__Text to read__:
What about midrange purity score?

The question would involve figuring out what range seems to correlate with subjective experiences

250 to 4000Hz?
100 to 3000Hz? (Human voice, fundamentals)
100 to 1500Hz? (Where the XPL-90 seemed to shine and was Amir's "this measures poorly but it sounds good")

One fun fact that I encountered while looking for a good FR to measure is this paper:
https://asa.scitation.org/doi/10.1121/1.2761883
which reports that some people can hear to 28 kHz provided that it's >100 dB.

I think one other failing of the preference score is that it can't really identify resonances. If a resonance really sticks out -- exacerbated by Amir's reflective room and his training at hearing them -- I think it like has a far more negative effect than deviations of similar amplitude otherwise. Doesn't matter how flat the frequency response is if a resonance sticks out like a sore thumb.

Enclosure panel resonance at ~700Hz?
Standing wave seems unlikely at those frequencies...

The ~1.2kHz resonance does not appear in the impedance plot and does not disappear off-axis, so not a diffraction effect.
Dunno...

Definitely something cabinet or port-related, methinks. Or more precisely, I find you can almost always find clues to the messiness in the 600-1500Hz region in the nearfield port response.

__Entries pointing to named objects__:

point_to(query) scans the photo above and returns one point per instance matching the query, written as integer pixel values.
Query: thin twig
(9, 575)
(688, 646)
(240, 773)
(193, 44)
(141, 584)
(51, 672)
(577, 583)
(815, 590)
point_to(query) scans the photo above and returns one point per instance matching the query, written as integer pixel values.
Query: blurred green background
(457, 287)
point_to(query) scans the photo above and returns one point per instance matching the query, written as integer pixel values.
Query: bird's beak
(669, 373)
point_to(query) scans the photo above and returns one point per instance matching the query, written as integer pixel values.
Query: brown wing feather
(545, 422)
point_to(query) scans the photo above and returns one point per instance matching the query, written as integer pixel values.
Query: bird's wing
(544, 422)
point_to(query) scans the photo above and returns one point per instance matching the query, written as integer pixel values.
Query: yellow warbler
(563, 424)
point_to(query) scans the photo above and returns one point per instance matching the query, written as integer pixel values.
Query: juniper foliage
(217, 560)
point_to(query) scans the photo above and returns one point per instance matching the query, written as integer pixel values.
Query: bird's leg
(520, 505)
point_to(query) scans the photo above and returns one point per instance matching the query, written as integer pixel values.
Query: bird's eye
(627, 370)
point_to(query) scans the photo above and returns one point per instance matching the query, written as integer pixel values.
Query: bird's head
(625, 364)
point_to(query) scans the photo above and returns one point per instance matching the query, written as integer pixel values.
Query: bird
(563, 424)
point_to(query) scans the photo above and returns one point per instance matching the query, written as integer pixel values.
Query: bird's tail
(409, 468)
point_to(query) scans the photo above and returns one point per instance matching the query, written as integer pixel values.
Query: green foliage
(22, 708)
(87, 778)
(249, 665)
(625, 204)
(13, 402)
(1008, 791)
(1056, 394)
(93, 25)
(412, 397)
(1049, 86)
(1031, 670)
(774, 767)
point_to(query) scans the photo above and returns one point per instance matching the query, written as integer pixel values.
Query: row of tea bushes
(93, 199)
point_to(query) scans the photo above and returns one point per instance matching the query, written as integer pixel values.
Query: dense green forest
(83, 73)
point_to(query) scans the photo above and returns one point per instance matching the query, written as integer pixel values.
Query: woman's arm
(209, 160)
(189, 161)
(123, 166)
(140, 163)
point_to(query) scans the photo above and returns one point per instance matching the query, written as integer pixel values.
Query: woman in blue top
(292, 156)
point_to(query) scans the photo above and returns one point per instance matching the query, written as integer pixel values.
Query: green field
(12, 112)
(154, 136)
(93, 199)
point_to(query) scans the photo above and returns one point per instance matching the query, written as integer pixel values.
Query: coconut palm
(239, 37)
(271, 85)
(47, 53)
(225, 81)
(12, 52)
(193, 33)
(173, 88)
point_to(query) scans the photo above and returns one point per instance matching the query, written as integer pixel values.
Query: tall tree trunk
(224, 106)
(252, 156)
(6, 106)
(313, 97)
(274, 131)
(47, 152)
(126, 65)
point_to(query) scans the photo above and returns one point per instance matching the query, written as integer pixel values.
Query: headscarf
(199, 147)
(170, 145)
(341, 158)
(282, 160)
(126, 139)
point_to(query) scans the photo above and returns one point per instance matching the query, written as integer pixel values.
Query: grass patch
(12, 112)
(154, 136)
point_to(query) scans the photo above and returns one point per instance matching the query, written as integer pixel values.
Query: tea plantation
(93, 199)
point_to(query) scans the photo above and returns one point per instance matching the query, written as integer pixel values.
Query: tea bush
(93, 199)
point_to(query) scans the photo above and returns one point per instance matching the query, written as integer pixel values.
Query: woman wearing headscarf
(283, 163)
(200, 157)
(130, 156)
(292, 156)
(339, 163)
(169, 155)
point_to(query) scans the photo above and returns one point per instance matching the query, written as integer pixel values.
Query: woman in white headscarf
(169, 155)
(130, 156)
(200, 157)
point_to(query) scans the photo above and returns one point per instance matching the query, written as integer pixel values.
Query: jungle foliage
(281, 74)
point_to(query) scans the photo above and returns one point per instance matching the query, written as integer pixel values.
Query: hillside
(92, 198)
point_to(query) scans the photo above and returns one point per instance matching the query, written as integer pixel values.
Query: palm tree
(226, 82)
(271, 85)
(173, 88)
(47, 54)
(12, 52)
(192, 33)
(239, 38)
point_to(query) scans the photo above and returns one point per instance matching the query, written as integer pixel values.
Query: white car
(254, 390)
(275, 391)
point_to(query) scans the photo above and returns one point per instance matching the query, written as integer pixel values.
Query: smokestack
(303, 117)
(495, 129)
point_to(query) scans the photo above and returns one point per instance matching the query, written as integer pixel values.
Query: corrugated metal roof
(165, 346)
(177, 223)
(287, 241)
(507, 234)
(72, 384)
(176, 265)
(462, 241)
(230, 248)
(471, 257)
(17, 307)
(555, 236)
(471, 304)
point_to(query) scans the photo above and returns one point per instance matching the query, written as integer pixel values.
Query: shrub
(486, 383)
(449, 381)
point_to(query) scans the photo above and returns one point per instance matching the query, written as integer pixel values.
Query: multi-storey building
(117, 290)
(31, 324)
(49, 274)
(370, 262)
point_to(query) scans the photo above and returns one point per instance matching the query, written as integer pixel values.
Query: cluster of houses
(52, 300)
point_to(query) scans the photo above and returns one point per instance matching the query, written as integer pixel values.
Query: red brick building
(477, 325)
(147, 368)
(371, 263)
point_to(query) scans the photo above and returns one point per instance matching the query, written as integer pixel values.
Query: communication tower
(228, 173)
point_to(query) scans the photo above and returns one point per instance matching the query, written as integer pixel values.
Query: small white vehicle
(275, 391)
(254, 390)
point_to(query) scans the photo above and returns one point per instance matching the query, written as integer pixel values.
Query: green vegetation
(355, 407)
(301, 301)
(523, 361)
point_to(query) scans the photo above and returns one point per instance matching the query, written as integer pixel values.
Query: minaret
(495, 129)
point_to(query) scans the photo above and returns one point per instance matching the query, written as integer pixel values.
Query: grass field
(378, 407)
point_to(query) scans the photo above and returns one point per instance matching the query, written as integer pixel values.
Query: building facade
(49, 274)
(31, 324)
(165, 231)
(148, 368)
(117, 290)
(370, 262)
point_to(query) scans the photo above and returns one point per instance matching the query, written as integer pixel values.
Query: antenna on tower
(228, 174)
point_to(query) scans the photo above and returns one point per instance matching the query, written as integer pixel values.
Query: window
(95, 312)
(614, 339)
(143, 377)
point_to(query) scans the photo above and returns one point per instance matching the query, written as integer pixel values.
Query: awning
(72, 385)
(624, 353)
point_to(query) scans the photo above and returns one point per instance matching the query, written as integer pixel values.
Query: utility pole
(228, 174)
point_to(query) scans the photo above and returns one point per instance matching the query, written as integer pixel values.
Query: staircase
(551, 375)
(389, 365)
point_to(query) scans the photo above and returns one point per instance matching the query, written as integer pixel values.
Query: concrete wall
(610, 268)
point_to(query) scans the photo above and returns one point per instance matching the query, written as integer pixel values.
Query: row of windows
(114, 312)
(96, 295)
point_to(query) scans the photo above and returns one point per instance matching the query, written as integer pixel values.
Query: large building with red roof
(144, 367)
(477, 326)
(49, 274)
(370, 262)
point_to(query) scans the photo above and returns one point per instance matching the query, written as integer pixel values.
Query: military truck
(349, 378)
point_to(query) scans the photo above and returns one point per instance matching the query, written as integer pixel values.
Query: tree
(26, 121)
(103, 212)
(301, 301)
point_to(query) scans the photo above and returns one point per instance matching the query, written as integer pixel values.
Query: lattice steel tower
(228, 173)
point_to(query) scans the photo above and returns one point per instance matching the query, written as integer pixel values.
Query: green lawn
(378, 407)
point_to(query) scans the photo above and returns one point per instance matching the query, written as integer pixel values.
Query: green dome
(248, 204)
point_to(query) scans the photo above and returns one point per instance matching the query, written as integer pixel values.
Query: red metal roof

__Things to do__:
(a) From the post about speaker sound, repeat word for word the part that opens with the words containing "One fun fact" and closes with "at those frequencies...".
(b) How many lines in the records contain the string "tree"? Reply with the number alone.

__The results__:
(a)
One fun fact that I encountered while looking for a good FR to measure is this paper:
https://asa.scitation.org/doi/10.1121/1.2761883
which reports that some people can hear to 28 kHz provided that it's >100 dB.

I think one other failing of the preference score is that it can't really identify resonances. If a resonance really sticks out -- exacerbated by Amir's reflective room and his training at hearing them -- I think it like has a far more negative effect than deviations of similar amplitude otherwise. Doesn't matter how flat the frequency response is if a resonance sticks out like a sore thumb.

Enclosure panel resonance at ~700Hz?
Standing wave seems unlikely at those frequencies...

(b) 3